**Compito assegnato 1:** Secondo il brano sugli intellettuali e i politici di professione, chi studiò per primo il fatto che i dirigenti politici vivono dei privilegi del sistema politico capitalistico?
**Compito assegnato 2:** Riscrivi in forma più breve il paragrafo del brano sugli intellettuali e i politici di professione che comincia con «Bisogna comprendere bene», conservandone i fatti principali.
**Compito assegnato 3:** Prosegui il brano sugli intellettuali e i politici di professione, partendo subito dopo la sua ultima frase.

+++ Brano proposto

Bisogna comprendere bene
perché ogni possibile soluzione è bloccata. Ogni soluzione è
bloccata non certo perché gli intellettuali siano a priori migliori
dei politici di professione (spesso è anzi vero il contrario), ma
perché i dirigenti di professione elaborano una Linea Politica a
partire da una Tattica, e mai da una Strategia. Naturalmente, a volte
dicono a parole di avere anche una strategia (in breve, l’alleanza
di classe di lungo periodo per propiziare una transizione intermodale
fra capitalismo e comunismo), ma questo non è quasi mai vero, per il
fatto che il gruppo sociale specifico dei dirigenti politici deve
essere anche lui indagato con metodo marxista, e da questo risulta
che esso è composto da gente che vive dei privilegi offertigli dal
sistema politico (parlamentare, stipendiale, pensionistico, ecc.) di
tipo capitalistico. Questo fu studiato per la prima volta da Roberto
Michels, ed il fatto che si finga sempre di non conoscere le
conclusioni impeccabili cui Michels arrivò è un segno della
rimozione, o meglio della falsa coscienza necessaria che regna nel
mondo magico-mitico dei marxisti. Gli intellettuali di professione
vivono molto spesso di Illusioni, mentre i politici di professione
vivono quasi sempre di Tattica. Ciò appare evidente non appena si
applica a questi due gruppi sociali il metodo di Marx, per cui
l’essere sociale determina la coscienza.

++++++
+++ Dati registrati

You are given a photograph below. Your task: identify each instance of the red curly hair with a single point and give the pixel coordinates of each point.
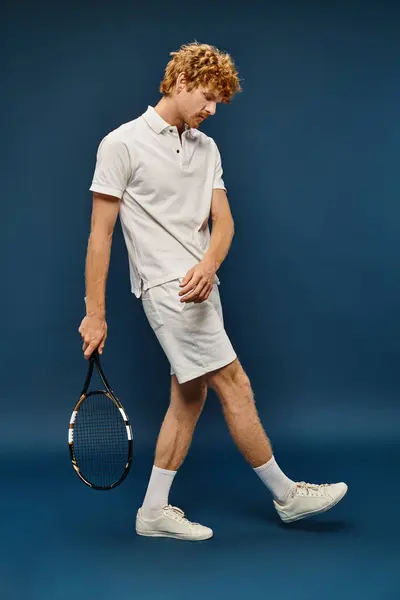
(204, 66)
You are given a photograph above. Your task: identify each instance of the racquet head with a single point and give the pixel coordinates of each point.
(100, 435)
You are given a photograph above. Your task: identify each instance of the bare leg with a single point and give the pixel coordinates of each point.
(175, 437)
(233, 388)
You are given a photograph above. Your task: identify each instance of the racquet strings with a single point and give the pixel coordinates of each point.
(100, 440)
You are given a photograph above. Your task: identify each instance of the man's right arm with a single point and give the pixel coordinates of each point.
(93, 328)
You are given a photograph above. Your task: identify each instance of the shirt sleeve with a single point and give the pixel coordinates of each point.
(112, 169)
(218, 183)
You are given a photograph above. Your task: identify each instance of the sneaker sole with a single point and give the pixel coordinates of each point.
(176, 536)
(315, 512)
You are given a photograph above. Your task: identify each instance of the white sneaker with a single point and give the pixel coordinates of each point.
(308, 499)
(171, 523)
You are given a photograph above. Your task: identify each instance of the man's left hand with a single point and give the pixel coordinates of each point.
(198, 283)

++++++

**Risposta 1:** Roberto Michels.

**Risposta 2:** Ogni soluzione è bloccata non perché gli intellettuali siano migliori dei politici di professione (spesso vale il contrario), ma perché i dirigenti costruiscono la Linea Politica su una Tattica e mai su una Strategia. Anche quando dichiarano una strategia, cioè un'alleanza di classe di lungo periodo per una transizione intermodale fra capitalismo e comunismo, quasi mai è vero. Analizzati con metodo marxista, i dirigenti politici risultano infatti vivere dei privilegi parlamentari, stipendiali e pensionistici del sistema capitalistico. Lo studiò per primo Roberto Michels, e il fingere di ignorarne le conclusioni rivela la falsa coscienza del mondo magico-mitico dei marxisti. Applicando il metodo di Marx, per cui l'essere sociale determina la coscienza, si vede che gli intellettuali di professione vivono spesso di Illusioni e i politici di professione quasi sempre di Tattica.

**Risposta 3:**
Fatta questa premessa,
destinata ad essere inglese e francese per il lettore medio, ma anche
essere armeno e turco (cioè incomprensibile) per gli intellettuali e
i politici di professione, è bene avere chiaro che quando si parla
di marxismo si allude in realtà a tre classi di fenomeni culturali
ed ideologici distinti: un evoluzionismo positivistico, un’ideologia
identitaria ed una libera pratica culturale anticapitalistica. E’
necessario esaminarli separatamente per non incorrere in confusioni
pittoresche.
In quanto evoluzionismo
positivistico, sorto fra il 1875 ed il 1890 e poi mai più veramente
riformato ma sempre e soltanto aggiornato, il marxismo è una
concezione del mondo ormai sorpassata, incorreggibile ed
improponibile, e che per poter essere mantenuta nelle sue due
intenzioni critiche (anticapitalistica e comunista) deve essere
“rivoluzionata”, e non solo riformata o riaggiornata. Nel
linguaggio dell’epistemologo Kuhn, che personalmente approvo ed
adotto, il marxismo è dentro una crisi scientifica tale che non ne
uscirà senza una vera rivoluzione scientifica. Questo evoluzionismo
positivistico si basa su tre fondamenti tutti e tre insostenibili:
una forma di economicismo (centralità della teoria del valore-lavoro
e non dei rapporti sociali complessivi di produzione e riproduzione);
una forma di storicismo (grande-narrazione progressista di tipo
unilineare, e pertanto eurocentrico allargato a macchia d’olio);
una forma di utopismo (e cioè una concezione naturalistica ed
organicistica del comunismo, più esattamente una concezione
naturalistica dei bisogni ed organicistica del rapporto fra società
ed individuo).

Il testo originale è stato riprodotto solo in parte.